··· Brano di lettura ···

Cirebon non ha nulla di diverso rispetto alle altre cittadine di Java, dove interi quartieri anonimi sembrano la fotocopia l’uno dell’altro ed anche i risciò che ci erano sembrati così originali a Jojakarta, ora non stupiscono … ma in realtà qualcosa c’è. Spoglio e solo parzialmente accessibile, il Palazzo del Sultano non consola ma è pur qualcosa, ed in una delle stanze del museo annesso c’è un’antica carrozza che incanta. Fu concepita e realizzata nel VI secolo con l’obiettivo di impressionare non solo la persona che se ne sarebbe servita ma anche quelli che la vedevano spostarsi lungo la strada ma non solo. La carrozza ha la forma di un animale immaginario dorato ed in movimento, con la proboscide di elefante, il corpo e la testa di drago, le ali dorate e le zampe di tigre, ma la cosa più sorprendente è che i sobbalzi dell’incedere fanno alzare le sue ali e muovere la lingua dello strano animale. Sarebbe meraviglioso vedere il sultano seduto sul cuscino rosso, spostarsi lungo le strade attorno al suo palazzo … il taxista dice che non ne esce mai se non invitato a cerimonie ufficiali, nemmeno per una cena al ristorante. E’ così che decidiamo di rimanere in hotel con due candeline conficcate sulla mia fetta di torta, la bottiglia di vino bianco e l’happy birthday dei cari Vanni e Pius accompagnati dalle cameriere di turno. Niente bollicine in questa Indonesia sempre più radicale dove anche la birra è spesso una gentile concessione.

05 ottobre 2016

CIREBON – BANDUNG

Il capo delle concessionarie Toyota di Java è arrivato di soppiatto accanto ad Asia ed a differenza di chi vedendola per strada rallenta, guarda e va oltre, il Sig. Toyota ha promesso di inserire nel website la foto di gruppo al suo fianco appena scattata con grande soddisfazione di Vanni e nostra. Dopo i piacevoli convenevoli siamo infine partiti ed ora stiamo per entrare a Bandung che arriva preceduta dal paesaggio rigoglioso delle colline, delle distese di risaie, i laghetti e le piante di banano. Queste le immagini trattenute e conservate anche ora che che siamo dentro come i tre milioni di abitanti spalmati su una serie di colline. Stritolati dal traffico costretto in strade troppo strette arriviamo in hotel un paio d’ore dopo aver varcato la soglia della periferia, consapevoli che questa è la necessaria premessa di Jakarta della quale Bandung è per molti la vicina località di montagna, quella nella quale andare durante i weekend. Approdati al B&B lo troviamo divertente per i murales colorati e prezioso per l’incredibile disponibilità del direttore nell’aiutarci ad individuare i nostri prossimi obiettivi in questa grande mappa della città.

··· Estratto dei dati ···

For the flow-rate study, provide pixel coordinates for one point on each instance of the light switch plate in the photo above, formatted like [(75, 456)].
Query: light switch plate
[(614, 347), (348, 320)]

···

Obiettivo del compito:
Scrivi il seguito del diario di viaggio tra Cirebon e Bandung, riprendendo subito dopo la sua ultima frase. I dati sono materiale a sé, distinto dal diario di viaggio.

Risultato atteso:
06 ottobre 2016

BANDUNG

Gli obiettivi in elenco riassumono i desideri da soddisfare in giornata qui a Bandung, scura dello smog che si è depositato ovunque, sugli oggetti, sulle persone e su tutto il visibile compresa la povertà distribuita a macchia d’olio nei quartieri che stiamo attraversando. Andiamo alle terme Ciater Sari Ater di Subang, distanti dalla città 53 km che dovremmo percorrere nell’ora e mezza prevista sia dal direttore dell’hotel che dal taxista che ci accompagna, ed eccoci ora sulla strada, spesso rallentati dal traffico, saliamo, scendiamo, ci intrufoliamo tra centinaia di motorini, piove, esce il sole. Infine dopo tre ore arriviamo alle terme, senza asciugamani, senza maglietta per coprire le procaci rotondità del mio corpo chiaro che risalta come una lampadina, se avessi almeno indossato il costume intero, anche se rosso fuoco lo scandalo sarebbe stato più contenuto. Conquistati dall’aspetto selvaggio della prima situazione, dove le poche strutture discrete in pietra si mimetizzano nella natura rigogliosa del terreno in ripido pendio, ci immergiamo nelle piccole, pozze naturali digradanti di acqua calda che scende in cascatelle spontanee piegando sui rami delle piante che le sovrastano. Il fondo è coperto di pietre rotonde sulle quali ci appoggiamo rannicchiati per sfruttare al massimo la scarsa profondità e rimaniamo fermi guardando chi ci osserva. C’è un grasso attempato signore seduto sulla grande pietra dietro di noi che si sta facendo massaggiare i piedi ed accanto a lui ci sono un passeggino ed una piramide di tessuto nero con una feritoia che inquadra gli occhi giovani di una ragazzina, quattro metri più giù ci sono io in bikini, oggetto di sguardi sbalorditi e poi minacciosi da parte del custode e del signore che però fa cenno di lasciare perdere. Si rilassano ma non troppo, intanto le persone passano, guardano, alcuni si fermano e altri vanno oltre, poi arriva la pioggia e rimaniamo soli tra il vapore che è diventato nebbia, emozionati in questo luogo che si è trasformato in un paradiso di vegetazione, acqua e pietra. Le quattro ore in auto trascorse per raggiungere la città e poi l’hotel hanno interrotto l’ambizioso programma di oggi che prevedeva la visita di tre gallerie d’arte. Felici e spappolati ci godiamo il meritato relax.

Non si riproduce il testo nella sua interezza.